**Extract**
It has been clear from the start of the current hunger strike at Guantanamo that the military is carrying out its own information operation against a strike that it views as an information operation carried out by the prisoners. Back on March 17, Carol Rosenberg reported that commercial flights to Guantanamo will be terminated as of Friday of this week, and I asked whether the flights were terminated in order to quash coverage of the strike. Just a few days later, attorneys for Guantanamo prisoners made the same accusation to CNN:
“We are very concerned that the commercial flights have ended at a time when it’s critical to have more regular contact with our clients (not less!) in light of the hunger strikes and their potentially perilous health conditions,” Ranjana Natarajan, one of the lawyers representing Obaydullah, wrote to CNN.
Navy officials said lawyers and others who regularly take the commercial flights from Florida to the base may now take a once-a-week military flight from Andrews Air Force Base just outside of Washington.
But Anne Richardson, also with Hadsell Stormer Richardson & Renick, said the flights “are also capable of being canceled, at the last minute, without warning and at DOD’s discretion.”
David Remes, a Washington-based lawyer who represents 15 clients held at the detention facility, said authorities “are canceling these flights because they want to keep the public in the dark about the mayhem in the prison.”

**Data records**
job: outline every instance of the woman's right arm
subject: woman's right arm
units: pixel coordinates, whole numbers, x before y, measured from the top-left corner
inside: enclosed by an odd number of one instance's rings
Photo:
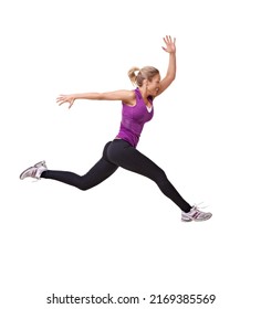
[[[60,95],[56,98],[56,103],[59,105],[69,103],[69,108],[71,108],[75,99],[122,100],[127,105],[134,105],[135,93],[133,90],[116,90],[109,93],[84,93],[84,94]]]

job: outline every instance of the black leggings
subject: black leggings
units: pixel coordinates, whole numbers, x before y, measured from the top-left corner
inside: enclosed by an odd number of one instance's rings
[[[150,159],[123,139],[114,139],[113,141],[107,142],[100,161],[84,175],[66,171],[46,170],[41,174],[41,178],[53,179],[74,185],[81,190],[88,190],[107,179],[118,167],[155,181],[161,192],[184,212],[189,212],[191,209],[169,182],[165,172]]]

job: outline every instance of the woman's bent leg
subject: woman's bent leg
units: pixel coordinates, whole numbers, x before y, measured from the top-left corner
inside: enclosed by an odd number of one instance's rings
[[[155,181],[161,192],[184,212],[190,211],[191,206],[174,188],[167,179],[164,170],[126,141],[114,140],[108,148],[108,159],[126,170],[136,172]]]
[[[84,175],[79,175],[69,171],[53,171],[46,170],[42,172],[41,178],[56,180],[73,187],[76,187],[80,190],[88,190],[109,175],[112,175],[116,170],[117,166],[109,162],[106,159],[106,150],[111,142],[106,143],[103,151],[103,157],[97,161],[97,163]]]

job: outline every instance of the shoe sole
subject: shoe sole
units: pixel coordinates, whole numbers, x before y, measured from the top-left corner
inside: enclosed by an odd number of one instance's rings
[[[201,221],[207,221],[207,220],[209,220],[211,216],[212,216],[212,214],[209,214],[208,217],[201,219],[201,220],[197,220],[197,219],[194,220],[194,219],[190,219],[190,217],[186,217],[186,219],[181,219],[181,222],[191,222],[191,221],[194,221],[194,222],[201,222]]]
[[[24,171],[20,174],[19,178],[20,178],[21,180],[23,180],[23,179],[24,179],[24,178],[23,178],[23,174],[25,174],[31,168],[40,168],[40,167],[48,168],[44,160],[43,160],[43,161],[40,161],[40,162],[35,163],[33,167],[30,167],[30,168],[28,168],[27,170],[24,170]]]

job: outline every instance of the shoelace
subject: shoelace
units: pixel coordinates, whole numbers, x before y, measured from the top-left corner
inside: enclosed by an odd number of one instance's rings
[[[194,204],[195,210],[203,210],[203,209],[209,207],[209,205],[206,205],[206,206],[200,206],[200,207],[199,207],[199,205],[201,205],[202,203],[203,203],[203,202],[200,202],[200,203]]]

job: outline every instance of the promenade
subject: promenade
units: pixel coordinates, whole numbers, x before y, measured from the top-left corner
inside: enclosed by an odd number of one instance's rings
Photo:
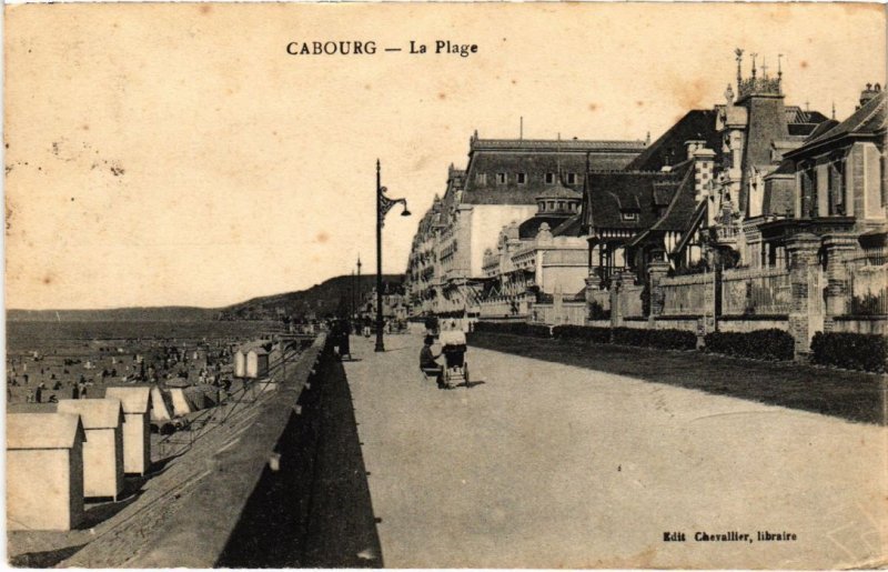
[[[387,568],[842,568],[888,554],[885,428],[477,348],[473,387],[444,391],[417,370],[420,337],[386,337],[384,353],[351,343]]]

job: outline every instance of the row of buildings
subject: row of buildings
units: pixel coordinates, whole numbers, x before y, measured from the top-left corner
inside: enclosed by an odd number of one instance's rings
[[[411,313],[522,317],[556,294],[592,303],[616,277],[646,283],[652,263],[669,274],[787,268],[800,234],[817,238],[824,267],[830,253],[884,247],[881,86],[839,121],[787,104],[779,66],[745,73],[743,50],[736,62],[724,101],[653,142],[475,133],[413,239]]]

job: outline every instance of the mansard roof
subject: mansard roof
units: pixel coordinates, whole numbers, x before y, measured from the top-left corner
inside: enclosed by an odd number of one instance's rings
[[[690,163],[693,165],[693,162]],[[652,230],[684,231],[690,224],[697,210],[696,189],[694,188],[694,169],[685,169],[685,175],[678,183],[666,212],[654,223]]]
[[[885,131],[886,127],[886,92],[881,91],[876,97],[859,107],[845,121],[835,124],[829,130],[820,130],[813,134],[799,149],[787,155],[804,155],[806,151],[823,144],[852,136],[875,136]]]
[[[662,202],[663,193],[668,192],[670,185],[674,193],[692,164],[686,161],[669,172],[627,170],[589,173],[583,205],[584,228],[592,234],[596,229],[650,228],[657,221],[656,204]],[[624,220],[625,212],[637,212],[637,220]]]
[[[575,191],[568,187],[563,184],[556,184],[555,187],[549,187],[542,193],[539,193],[536,199],[576,199],[579,200],[583,198],[583,193],[579,191]]]
[[[535,204],[539,194],[558,185],[557,180],[546,183],[546,173],[575,173],[578,190],[587,154],[589,169],[623,169],[644,148],[644,141],[472,138],[462,202]],[[506,174],[505,184],[496,182],[497,173]],[[526,174],[524,183],[517,183],[517,173]]]
[[[717,116],[715,109],[688,111],[627,164],[626,170],[659,171],[664,165],[684,161],[687,157],[686,141],[705,141],[706,147],[715,151],[718,162],[722,157],[722,136],[716,131]]]

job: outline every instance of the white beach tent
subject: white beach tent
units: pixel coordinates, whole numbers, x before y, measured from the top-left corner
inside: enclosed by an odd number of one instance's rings
[[[7,530],[75,528],[83,519],[80,415],[7,415]]]
[[[153,385],[151,388],[151,421],[170,421],[172,415],[170,410],[167,409],[167,403],[163,401],[163,395],[160,393],[160,388]]]
[[[108,388],[104,397],[123,405],[123,472],[145,474],[151,466],[151,387]]]
[[[173,399],[173,413],[176,417],[191,413],[191,407],[188,404],[185,392],[182,388],[170,388],[170,397]]]
[[[63,399],[59,413],[80,415],[83,446],[83,495],[111,496],[123,491],[123,408],[117,399]]]

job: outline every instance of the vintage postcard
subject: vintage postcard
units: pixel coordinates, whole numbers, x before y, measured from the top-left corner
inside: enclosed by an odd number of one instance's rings
[[[888,565],[884,6],[3,32],[9,565]]]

**Questions on the material**
A - In the Guantanamo passage, how many clients held at the detention facility does David Remes represent?
B - Retype the Guantanamo passage from "It has been" up to and including "wrote to CNN.".
The rows are separate material with no connection to the Guantanamo passage.

**Response list**
A - Fifteen clients.

B -
It has been clear from the start of the current hunger strike at Guantanamo that the military is carrying out its own information operation against a strike that it views as an information operation carried out by the prisoners. Back on March 17, Carol Rosenberg reported that commercial flights to Guantanamo will be terminated as of Friday of this week, and I asked whether the flights were terminated in order to quash coverage of the strike. Just a few days later, attorneys for Guantanamo prisoners made the same accusation to CNN:
“We are very concerned that the commercial flights have ended at a time when it’s critical to have more regular contact with our clients (not less!) in light of the hunger strikes and their potentially perilous health conditions,” Ranjana Natarajan, one of the lawyers representing Obaydullah, wrote to CNN.